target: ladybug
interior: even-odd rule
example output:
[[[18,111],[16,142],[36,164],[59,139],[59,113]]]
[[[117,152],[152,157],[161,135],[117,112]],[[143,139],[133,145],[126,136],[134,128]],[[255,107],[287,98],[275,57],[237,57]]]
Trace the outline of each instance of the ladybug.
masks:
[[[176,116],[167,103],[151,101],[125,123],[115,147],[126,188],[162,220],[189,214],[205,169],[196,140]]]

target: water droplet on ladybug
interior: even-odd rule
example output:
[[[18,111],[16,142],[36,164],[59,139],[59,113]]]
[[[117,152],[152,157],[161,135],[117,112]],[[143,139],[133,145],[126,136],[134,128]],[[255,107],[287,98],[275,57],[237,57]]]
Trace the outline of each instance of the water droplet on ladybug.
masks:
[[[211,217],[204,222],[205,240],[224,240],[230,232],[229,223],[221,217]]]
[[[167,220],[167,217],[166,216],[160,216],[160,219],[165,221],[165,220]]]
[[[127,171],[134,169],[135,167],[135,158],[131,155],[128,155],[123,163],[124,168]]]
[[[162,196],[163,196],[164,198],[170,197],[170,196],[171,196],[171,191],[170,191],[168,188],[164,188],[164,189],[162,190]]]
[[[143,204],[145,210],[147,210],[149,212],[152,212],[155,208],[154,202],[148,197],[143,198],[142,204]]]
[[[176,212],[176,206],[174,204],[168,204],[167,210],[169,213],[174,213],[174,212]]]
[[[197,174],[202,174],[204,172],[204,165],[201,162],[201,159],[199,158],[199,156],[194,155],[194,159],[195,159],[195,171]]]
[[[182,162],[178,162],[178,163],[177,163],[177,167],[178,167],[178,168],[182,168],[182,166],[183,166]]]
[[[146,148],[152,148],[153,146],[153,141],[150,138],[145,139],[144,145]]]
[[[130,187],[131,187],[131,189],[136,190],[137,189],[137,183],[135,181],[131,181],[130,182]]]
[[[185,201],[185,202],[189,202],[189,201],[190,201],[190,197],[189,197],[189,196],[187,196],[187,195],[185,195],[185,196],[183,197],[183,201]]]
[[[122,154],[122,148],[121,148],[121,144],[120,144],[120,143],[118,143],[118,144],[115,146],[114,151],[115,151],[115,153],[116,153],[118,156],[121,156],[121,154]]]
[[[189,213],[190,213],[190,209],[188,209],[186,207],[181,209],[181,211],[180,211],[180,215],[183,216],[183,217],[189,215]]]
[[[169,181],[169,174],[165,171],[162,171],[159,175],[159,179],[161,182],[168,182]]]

..........

§ **Problem to solve**
Retype the entries shown above. Keep every word exactly as it is.

§ **Exercise answer**
target: ladybug
interior: even-odd rule
example output:
[[[18,111],[16,142],[36,164],[59,139],[59,113]]]
[[[117,152],[152,157],[161,135],[117,112]],[[143,139],[133,145],[126,136],[134,128]],[[255,107],[287,98],[275,57],[237,57]]]
Trace the outline of each instance of the ladybug.
masks:
[[[176,116],[167,103],[151,101],[125,123],[115,147],[126,188],[162,220],[189,214],[205,169],[196,140]]]

target: water droplet on ladybug
interior: even-odd rule
example output:
[[[18,111],[16,142],[36,164],[59,139],[59,113]]]
[[[117,152],[152,157],[161,135],[117,112]],[[143,139],[133,145],[126,136],[134,128]],[[255,107],[287,98],[275,57],[237,57]]]
Trace the outline of each instance of the water droplet on ladybug.
masks:
[[[211,217],[204,222],[205,240],[224,240],[230,232],[229,223],[221,217]]]
[[[167,220],[167,217],[166,216],[160,216],[160,219],[165,221],[165,220]]]
[[[127,171],[134,169],[135,167],[135,158],[131,155],[128,155],[123,163],[124,168]]]
[[[162,196],[163,196],[164,198],[170,197],[170,196],[171,196],[171,191],[170,191],[168,188],[164,188],[164,189],[162,190]]]
[[[143,204],[145,210],[147,210],[149,212],[152,212],[155,208],[154,202],[148,197],[143,198],[142,204]]]
[[[176,212],[176,206],[174,204],[168,204],[167,210],[169,213],[174,213],[174,212]]]
[[[197,174],[202,174],[204,172],[204,165],[201,162],[201,159],[199,158],[199,156],[194,155],[194,159],[195,159],[195,171]]]
[[[182,162],[178,162],[178,163],[177,163],[177,167],[178,167],[178,168],[182,168],[182,166],[183,166]]]
[[[146,148],[152,148],[153,146],[153,141],[150,138],[145,139],[144,145]]]
[[[130,187],[131,187],[131,189],[136,190],[137,189],[137,183],[135,181],[131,181],[130,182]]]
[[[185,201],[185,202],[189,202],[189,201],[190,201],[190,197],[189,197],[189,196],[187,196],[187,195],[185,195],[185,196],[183,197],[183,201]]]
[[[122,154],[122,148],[121,148],[121,144],[120,144],[120,143],[118,143],[118,144],[115,146],[114,151],[115,151],[115,153],[116,153],[118,156],[121,156],[121,154]]]
[[[189,213],[190,213],[190,209],[188,209],[186,207],[181,209],[181,211],[180,211],[180,215],[183,216],[183,217],[189,215]]]
[[[169,181],[169,174],[165,171],[162,171],[159,175],[159,179],[161,182],[168,182]]]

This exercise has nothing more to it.